Exercise objective
Duplicate the self-image text from "So my question" up to and including "day at a time.".

Text extract
********
Something else came alive in me that I never noticed before or truthfully had the courage to listen to and that was a real desire and need to share what I have learned with as many people as I possibly can so that no one has to go through what I had to struggle with my entire life.  Self hatred, anger, disappointment, hiding from myself were not things that suddenly popped up in my life that had been there for a long, long time and I finally realized that when I looked back on my life and thought there has to be more to life than this?  There has to be more to look forward to everyday than a life that was full of so much anger, sadness, stress, sickness and absolute denial as to how bad life really was.  There had to be more and I can honestly say there truly is now but it took more courage, determination and fight than I thought I had in me to be here today, but I am here.  I am here in such a better place and it all started when I truly saw myself in the mirror for the first time and thought okay no judgment, no ugly thoughts, lets just look and see - get a starting point and I’ll move on from there but I have to truly “SEE ME” not the nasty images or thoughts that I have conjured up in my head over the years but really me, the person looking back at myself in the mirror. 

So my question for you, do reader is who do you see when you look in the mirror?  And do you think he/she is truly awesome for who you are today?  If you do than I am truly thrilled for you beyond belief but my guess is if you are reading this than you are more like me.  So lets do this together - one day at a time.

Till next time,

Lisa

Do you know what it is like to feel beautiful?

First of all when was the last time you felt beautiful?  Do you have a specific outfit? shirt? jacket? dress? something that you wear that you think “Gee I feel beautiful”  and if  feeling beautiful is a stretch for you have you - ever thought you felt “cute”?  Do you even know what pretty even feels like?  For far too long I was so mortified with how I looked, embarrassed by myself because I was so use to beating myself up about how my body turned out that I actually put words in other people’s mouths that they never said instead of bettering my thoughts in my own head.  Have you ever done that?  Has your brain ever taken over and had a conversation for you?   I think it comes with years of unhappiness and everyone who I have met who isn’t happy with themselves has had these type of conversations.

But what I have learned is that even if I have the most gorgeous, fantastic and expensive clothes in my closet if I don’t like the me in them I’m never gonna be pretty.  So you can dress me up but you can’t take the ugly out of me cause its stuck in my head.  It wasn’t until I finally learned to turn down that voice did I ever learn to feel not bad, to okay, to kinda cute, to cute, to adorable and to finally pretty.  And I tell you it is a revelation to feel pretty on a regular basis.  Truth is we all have things in our closet that can be pretty if we only allow our brain to function that way.  When was the last time your brain thought you were pretty?  or that your makeup looked good?  or your hair looked nice?  or that dress was not bad?
********
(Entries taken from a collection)
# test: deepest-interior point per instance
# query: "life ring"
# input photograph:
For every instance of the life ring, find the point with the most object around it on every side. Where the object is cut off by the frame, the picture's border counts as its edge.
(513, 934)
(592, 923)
********
Output of the exercise
So my question for you, do reader is who do you see when you look in the mirror?  And do you think he/she is truly awesome for who you are today?  If you do than I am truly thrilled for you beyond belief but my guess is if you are reading this than you are more like me.  So lets do this together - one day at a time.